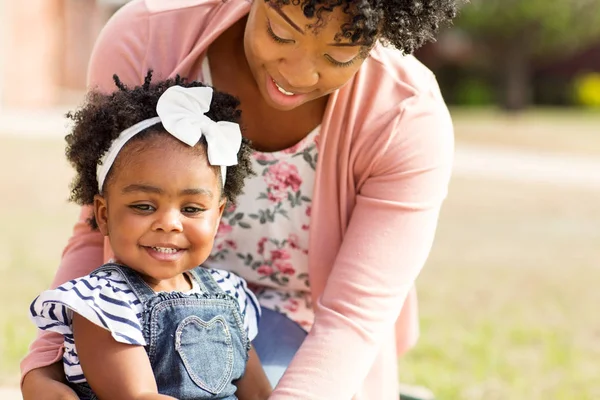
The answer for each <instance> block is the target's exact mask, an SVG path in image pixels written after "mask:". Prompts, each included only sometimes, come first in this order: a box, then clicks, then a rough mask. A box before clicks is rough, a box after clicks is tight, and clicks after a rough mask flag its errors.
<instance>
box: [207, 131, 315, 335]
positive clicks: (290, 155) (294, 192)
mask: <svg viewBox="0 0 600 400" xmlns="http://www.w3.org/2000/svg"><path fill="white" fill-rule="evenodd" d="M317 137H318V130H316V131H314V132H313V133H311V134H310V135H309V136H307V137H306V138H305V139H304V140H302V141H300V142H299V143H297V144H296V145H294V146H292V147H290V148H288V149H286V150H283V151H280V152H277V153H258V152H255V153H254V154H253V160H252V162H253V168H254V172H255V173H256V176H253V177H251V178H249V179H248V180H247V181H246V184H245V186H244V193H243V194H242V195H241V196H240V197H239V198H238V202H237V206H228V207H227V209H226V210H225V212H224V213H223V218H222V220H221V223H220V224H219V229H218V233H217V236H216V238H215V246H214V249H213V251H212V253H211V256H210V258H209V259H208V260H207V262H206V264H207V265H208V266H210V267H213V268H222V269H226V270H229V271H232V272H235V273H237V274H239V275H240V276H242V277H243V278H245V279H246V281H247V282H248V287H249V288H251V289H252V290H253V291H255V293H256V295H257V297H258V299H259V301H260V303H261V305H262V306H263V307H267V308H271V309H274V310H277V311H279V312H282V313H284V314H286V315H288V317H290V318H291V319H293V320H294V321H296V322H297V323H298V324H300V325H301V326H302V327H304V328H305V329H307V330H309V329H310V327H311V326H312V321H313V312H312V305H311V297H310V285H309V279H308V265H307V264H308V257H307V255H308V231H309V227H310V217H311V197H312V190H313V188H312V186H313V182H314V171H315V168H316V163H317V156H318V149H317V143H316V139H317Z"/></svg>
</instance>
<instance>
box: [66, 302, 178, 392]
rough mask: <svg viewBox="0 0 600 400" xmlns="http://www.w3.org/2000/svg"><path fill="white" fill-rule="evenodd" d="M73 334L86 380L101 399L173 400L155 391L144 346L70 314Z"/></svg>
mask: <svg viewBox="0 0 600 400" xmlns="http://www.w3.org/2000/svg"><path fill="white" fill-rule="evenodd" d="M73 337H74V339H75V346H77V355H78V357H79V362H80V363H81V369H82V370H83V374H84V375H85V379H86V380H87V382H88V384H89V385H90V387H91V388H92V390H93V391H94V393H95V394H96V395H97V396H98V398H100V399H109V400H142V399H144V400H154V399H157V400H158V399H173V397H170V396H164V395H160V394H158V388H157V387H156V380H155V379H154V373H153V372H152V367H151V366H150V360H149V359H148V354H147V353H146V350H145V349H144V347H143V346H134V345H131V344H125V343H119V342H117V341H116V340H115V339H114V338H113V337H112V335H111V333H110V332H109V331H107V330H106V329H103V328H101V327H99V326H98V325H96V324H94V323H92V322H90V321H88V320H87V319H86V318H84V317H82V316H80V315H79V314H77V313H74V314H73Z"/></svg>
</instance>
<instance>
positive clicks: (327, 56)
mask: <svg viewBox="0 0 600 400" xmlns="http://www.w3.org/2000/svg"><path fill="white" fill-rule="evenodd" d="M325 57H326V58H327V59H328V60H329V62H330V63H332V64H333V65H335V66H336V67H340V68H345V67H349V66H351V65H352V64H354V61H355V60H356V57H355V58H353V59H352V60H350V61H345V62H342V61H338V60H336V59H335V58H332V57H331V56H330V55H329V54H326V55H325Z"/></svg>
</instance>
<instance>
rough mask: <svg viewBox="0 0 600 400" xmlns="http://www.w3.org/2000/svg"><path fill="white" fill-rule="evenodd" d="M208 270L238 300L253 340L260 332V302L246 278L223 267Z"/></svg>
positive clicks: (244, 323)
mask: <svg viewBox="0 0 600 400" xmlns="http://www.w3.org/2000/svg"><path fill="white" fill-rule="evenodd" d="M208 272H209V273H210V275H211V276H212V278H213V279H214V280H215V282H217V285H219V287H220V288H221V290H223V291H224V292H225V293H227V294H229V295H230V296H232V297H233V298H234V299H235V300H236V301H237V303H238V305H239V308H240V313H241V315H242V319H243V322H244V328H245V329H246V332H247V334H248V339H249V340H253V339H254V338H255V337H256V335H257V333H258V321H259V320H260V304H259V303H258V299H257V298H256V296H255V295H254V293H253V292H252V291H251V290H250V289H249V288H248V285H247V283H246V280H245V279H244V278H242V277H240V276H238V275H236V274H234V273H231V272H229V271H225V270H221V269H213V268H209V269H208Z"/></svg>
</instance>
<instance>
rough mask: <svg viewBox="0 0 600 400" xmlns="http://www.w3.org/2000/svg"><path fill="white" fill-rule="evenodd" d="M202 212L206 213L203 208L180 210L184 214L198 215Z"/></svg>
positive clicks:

**********

# Your assignment
The records above should be reproduced exactly, with no pictures included.

# Response below
The answer for each <instance> block is the target's exact mask, an SVG path in image pixels written after "mask:". Prompts, each included only sometimes, come first in this order: a box, then clicks, then a rough mask. A box before clicks is rough, a box after clicks is tight, and clicks after a rough mask flag its errors.
<instance>
box: [207, 131, 315, 335]
positive clicks: (290, 155) (294, 192)
mask: <svg viewBox="0 0 600 400" xmlns="http://www.w3.org/2000/svg"><path fill="white" fill-rule="evenodd" d="M317 137H318V130H316V131H314V132H313V133H311V134H310V135H309V136H307V137H306V138H305V139H304V140H302V141H300V142H299V143H297V144H296V145H294V146H292V147H290V148H288V149H286V150H283V151H280V152H277V153H258V152H255V153H254V154H253V160H252V162H253V168H254V172H255V173H256V176H253V177H251V178H249V179H248V180H247V181H246V184H245V186H244V193H243V194H242V195H241V196H240V197H239V198H238V202H237V206H228V207H227V209H226V210H225V212H224V213H223V218H222V220H221V223H220V224H219V229H218V233H217V236H216V238H215V246H214V249H213V251H212V253H211V256H210V258H209V259H208V260H207V262H206V264H207V265H208V266H210V267H213V268H222V269H226V270H229V271H232V272H235V273H237V274H239V275H240V276H242V277H243V278H245V279H246V281H247V282H248V287H249V288H251V289H252V290H253V291H255V293H256V295H257V297H258V299H259V301H260V303H261V305H262V306H263V307H267V308H271V309H274V310H277V311H279V312H282V313H284V314H286V315H288V317H290V318H291V319H293V320H294V321H296V322H297V323H298V324H300V325H301V326H302V327H304V328H305V329H307V330H309V329H310V327H311V326H312V321H313V312H312V305H311V297H310V285H309V279H308V265H307V264H308V257H307V255H308V231H309V227H310V217H311V197H312V190H313V188H312V186H313V182H314V171H315V168H316V163H317V156H318V149H317V143H316V139H317Z"/></svg>
</instance>
<instance>
box: [66, 302, 178, 392]
rough mask: <svg viewBox="0 0 600 400" xmlns="http://www.w3.org/2000/svg"><path fill="white" fill-rule="evenodd" d="M73 334L86 380L101 399L173 400L155 391L144 346L70 314Z"/></svg>
mask: <svg viewBox="0 0 600 400" xmlns="http://www.w3.org/2000/svg"><path fill="white" fill-rule="evenodd" d="M73 337H74V339H75V346H77V355H78V357H79V362H80V363H81V369H82V370H83V374H84V375H85V379H86V380H87V382H88V384H89V385H90V387H91V388H92V390H93V391H94V393H95V394H96V395H97V396H98V398H100V399H109V400H142V399H144V400H154V399H157V400H158V399H173V397H170V396H164V395H160V394H158V388H157V387H156V380H155V379H154V373H153V372H152V367H151V366H150V360H149V359H148V354H147V353H146V350H145V349H144V347H143V346H134V345H131V344H125V343H119V342H117V341H116V340H115V339H114V338H113V337H112V335H111V333H110V332H109V331H107V330H106V329H103V328H101V327H99V326H98V325H96V324H94V323H92V322H90V321H88V320H87V319H86V318H84V317H82V316H80V315H79V314H77V313H74V314H73Z"/></svg>
</instance>
<instance>
positive clicks: (327, 56)
mask: <svg viewBox="0 0 600 400" xmlns="http://www.w3.org/2000/svg"><path fill="white" fill-rule="evenodd" d="M325 57H326V58H327V59H328V60H329V62H330V63H332V64H333V65H335V66H336V67H340V68H345V67H349V66H351V65H352V64H354V61H355V60H356V57H355V58H353V59H352V60H350V61H345V62H342V61H338V60H336V59H335V58H332V57H331V56H330V55H329V54H326V55H325Z"/></svg>
</instance>
<instance>
rough mask: <svg viewBox="0 0 600 400" xmlns="http://www.w3.org/2000/svg"><path fill="white" fill-rule="evenodd" d="M208 270L238 300L253 340L260 332V302L246 278L223 267Z"/></svg>
positive clicks: (244, 323)
mask: <svg viewBox="0 0 600 400" xmlns="http://www.w3.org/2000/svg"><path fill="white" fill-rule="evenodd" d="M208 272H209V273H210V275H211V276H212V278H213V279H214V280H215V282H217V285H219V287H220V288H221V290H223V291H224V292H225V293H227V294H229V295H230V296H232V297H233V298H234V299H235V300H236V301H237V303H238V305H239V308H240V313H241V315H242V319H243V322H244V328H245V329H246V332H247V334H248V339H249V340H253V339H254V338H255V337H256V335H257V333H258V321H259V320H260V304H259V303H258V299H257V298H256V296H255V295H254V293H253V292H252V291H251V290H250V289H249V288H248V285H247V283H246V280H245V279H244V278H242V277H240V276H238V275H236V274H234V273H231V272H229V271H225V270H221V269H213V268H209V269H208Z"/></svg>
</instance>
<instance>
rough mask: <svg viewBox="0 0 600 400" xmlns="http://www.w3.org/2000/svg"><path fill="white" fill-rule="evenodd" d="M202 212L206 213L203 208L180 210L184 214L198 215Z"/></svg>
positive clicks:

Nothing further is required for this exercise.